→ TASK PROMPT
Gather each line of the records where "large" appears.

***** RECORD EXTRACTS *****

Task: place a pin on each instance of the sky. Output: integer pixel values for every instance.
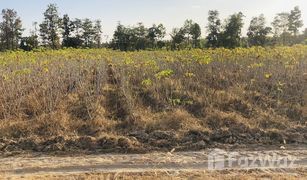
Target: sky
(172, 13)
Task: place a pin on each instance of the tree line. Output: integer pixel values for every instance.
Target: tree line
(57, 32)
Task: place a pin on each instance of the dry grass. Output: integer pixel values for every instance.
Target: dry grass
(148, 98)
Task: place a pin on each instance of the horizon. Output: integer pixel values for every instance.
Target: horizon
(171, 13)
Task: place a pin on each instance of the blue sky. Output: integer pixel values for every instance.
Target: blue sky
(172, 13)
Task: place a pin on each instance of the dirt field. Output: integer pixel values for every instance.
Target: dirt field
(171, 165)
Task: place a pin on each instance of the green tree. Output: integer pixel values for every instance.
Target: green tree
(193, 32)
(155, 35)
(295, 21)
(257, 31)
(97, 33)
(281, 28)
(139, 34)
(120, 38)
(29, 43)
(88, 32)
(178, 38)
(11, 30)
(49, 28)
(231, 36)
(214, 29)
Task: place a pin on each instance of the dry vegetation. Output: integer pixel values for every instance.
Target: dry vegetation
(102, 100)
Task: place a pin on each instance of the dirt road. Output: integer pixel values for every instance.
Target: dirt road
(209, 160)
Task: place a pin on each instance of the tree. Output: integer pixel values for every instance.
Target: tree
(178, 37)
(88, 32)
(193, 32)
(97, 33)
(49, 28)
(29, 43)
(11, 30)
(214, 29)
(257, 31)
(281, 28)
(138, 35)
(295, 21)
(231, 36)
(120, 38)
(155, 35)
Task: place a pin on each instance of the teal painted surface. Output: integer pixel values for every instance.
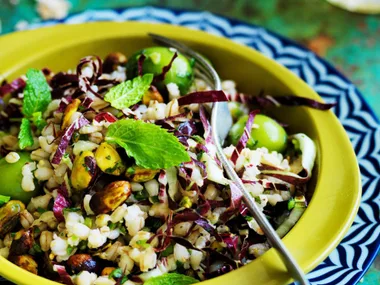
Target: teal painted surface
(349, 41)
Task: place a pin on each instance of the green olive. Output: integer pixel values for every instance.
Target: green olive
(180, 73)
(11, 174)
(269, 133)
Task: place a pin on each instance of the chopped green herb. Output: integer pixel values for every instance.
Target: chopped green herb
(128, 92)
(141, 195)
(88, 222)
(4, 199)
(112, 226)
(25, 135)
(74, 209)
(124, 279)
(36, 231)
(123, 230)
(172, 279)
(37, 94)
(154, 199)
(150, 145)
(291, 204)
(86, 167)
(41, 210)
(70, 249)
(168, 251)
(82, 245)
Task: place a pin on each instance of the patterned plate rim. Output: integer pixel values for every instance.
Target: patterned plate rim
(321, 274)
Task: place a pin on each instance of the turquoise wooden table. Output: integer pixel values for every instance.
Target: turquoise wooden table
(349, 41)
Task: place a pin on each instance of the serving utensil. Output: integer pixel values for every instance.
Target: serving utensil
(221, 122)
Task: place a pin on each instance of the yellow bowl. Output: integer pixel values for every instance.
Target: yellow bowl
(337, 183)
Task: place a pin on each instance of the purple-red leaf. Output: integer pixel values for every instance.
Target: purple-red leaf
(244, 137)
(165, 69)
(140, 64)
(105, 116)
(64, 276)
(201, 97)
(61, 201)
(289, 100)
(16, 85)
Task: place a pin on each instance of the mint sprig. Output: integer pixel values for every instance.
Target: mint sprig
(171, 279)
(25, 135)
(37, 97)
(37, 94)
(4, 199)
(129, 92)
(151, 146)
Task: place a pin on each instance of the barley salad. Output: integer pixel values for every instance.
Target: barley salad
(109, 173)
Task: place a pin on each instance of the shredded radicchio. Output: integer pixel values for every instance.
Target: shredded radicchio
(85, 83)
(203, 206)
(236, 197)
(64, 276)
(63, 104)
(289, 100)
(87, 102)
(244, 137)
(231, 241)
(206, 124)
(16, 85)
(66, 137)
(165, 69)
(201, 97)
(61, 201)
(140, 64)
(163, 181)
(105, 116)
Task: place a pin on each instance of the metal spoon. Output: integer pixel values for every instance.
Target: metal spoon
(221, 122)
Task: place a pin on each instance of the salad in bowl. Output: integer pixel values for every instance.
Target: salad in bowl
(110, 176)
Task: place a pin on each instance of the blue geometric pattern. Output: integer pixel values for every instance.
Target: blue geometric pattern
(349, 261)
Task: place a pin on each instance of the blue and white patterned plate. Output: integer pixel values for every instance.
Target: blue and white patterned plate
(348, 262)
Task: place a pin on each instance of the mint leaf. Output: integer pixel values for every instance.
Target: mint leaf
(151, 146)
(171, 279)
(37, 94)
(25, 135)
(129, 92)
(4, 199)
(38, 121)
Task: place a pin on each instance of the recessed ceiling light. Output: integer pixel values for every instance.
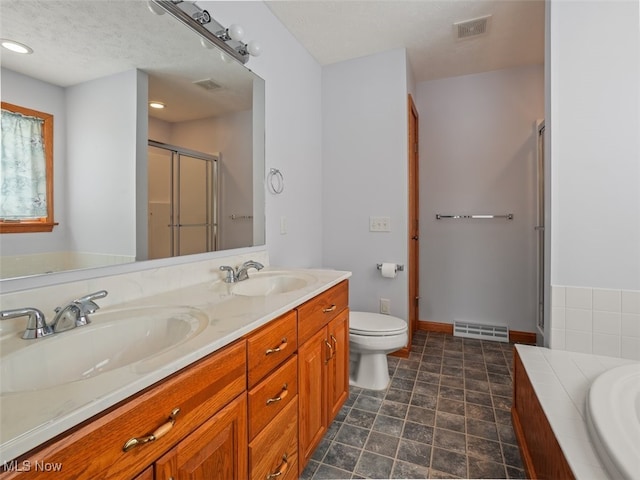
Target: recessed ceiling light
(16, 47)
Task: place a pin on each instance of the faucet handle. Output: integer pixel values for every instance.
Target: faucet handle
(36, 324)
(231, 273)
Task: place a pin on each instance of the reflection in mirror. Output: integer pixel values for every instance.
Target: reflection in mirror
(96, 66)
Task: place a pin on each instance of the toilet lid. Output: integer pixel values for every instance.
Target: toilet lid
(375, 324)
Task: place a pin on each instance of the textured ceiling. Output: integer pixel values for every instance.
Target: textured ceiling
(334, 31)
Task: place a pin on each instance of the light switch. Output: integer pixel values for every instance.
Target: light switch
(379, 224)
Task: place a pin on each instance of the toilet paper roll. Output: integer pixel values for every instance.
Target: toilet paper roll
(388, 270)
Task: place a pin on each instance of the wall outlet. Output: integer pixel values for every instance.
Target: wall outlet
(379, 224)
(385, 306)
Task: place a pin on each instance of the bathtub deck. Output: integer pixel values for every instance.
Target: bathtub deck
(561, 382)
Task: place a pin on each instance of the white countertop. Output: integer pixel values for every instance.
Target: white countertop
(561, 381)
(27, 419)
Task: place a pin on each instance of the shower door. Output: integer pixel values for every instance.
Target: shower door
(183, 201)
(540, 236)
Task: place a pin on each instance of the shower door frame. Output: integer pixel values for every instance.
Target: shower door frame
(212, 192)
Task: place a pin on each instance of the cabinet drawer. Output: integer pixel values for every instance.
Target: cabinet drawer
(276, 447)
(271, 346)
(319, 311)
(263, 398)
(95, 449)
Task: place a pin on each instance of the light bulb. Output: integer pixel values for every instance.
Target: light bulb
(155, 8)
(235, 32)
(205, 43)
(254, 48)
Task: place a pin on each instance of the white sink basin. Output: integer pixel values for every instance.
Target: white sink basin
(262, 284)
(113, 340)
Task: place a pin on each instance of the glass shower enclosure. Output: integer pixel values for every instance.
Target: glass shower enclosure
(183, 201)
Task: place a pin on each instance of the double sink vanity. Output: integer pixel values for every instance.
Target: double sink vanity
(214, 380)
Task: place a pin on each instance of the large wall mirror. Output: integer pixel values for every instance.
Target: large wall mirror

*****

→ RESULT OF THE TASK
Task: place a pin on each instance of the large wall mirror. Output: integer pixel values for every instance.
Target: large wall mirror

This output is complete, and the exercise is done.